— Start LISTING —

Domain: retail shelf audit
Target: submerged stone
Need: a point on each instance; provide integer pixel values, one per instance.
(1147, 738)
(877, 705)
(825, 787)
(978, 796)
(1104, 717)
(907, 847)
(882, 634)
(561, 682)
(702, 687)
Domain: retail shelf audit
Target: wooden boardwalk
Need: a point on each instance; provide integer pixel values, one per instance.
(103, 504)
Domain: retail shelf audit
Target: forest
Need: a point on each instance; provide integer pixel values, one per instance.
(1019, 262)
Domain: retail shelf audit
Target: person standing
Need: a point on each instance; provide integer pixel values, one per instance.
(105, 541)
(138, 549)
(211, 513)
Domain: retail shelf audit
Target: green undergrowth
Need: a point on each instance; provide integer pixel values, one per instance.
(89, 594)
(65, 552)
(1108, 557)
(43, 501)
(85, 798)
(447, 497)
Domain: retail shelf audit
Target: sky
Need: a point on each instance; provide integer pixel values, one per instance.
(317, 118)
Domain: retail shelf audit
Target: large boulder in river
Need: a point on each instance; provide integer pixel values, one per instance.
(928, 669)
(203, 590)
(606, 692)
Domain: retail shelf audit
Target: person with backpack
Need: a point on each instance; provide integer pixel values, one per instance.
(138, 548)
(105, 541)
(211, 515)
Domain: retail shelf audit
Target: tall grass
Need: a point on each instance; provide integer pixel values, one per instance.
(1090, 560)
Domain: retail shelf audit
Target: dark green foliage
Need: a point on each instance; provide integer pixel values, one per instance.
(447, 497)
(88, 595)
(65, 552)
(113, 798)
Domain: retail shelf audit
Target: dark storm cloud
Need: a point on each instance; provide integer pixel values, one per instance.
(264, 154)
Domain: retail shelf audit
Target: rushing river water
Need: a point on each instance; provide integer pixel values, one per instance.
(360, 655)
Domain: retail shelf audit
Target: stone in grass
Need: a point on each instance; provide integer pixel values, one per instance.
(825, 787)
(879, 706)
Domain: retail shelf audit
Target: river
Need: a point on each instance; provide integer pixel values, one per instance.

— End LISTING —

:: EXERCISE DIRECTIONS ::
Collect every line above that contains the string "stone", and copy each one in full. Case matters.

:: RESULT FOR THIS EXERCISE ::
Target: submerged stone
Target: stone in grass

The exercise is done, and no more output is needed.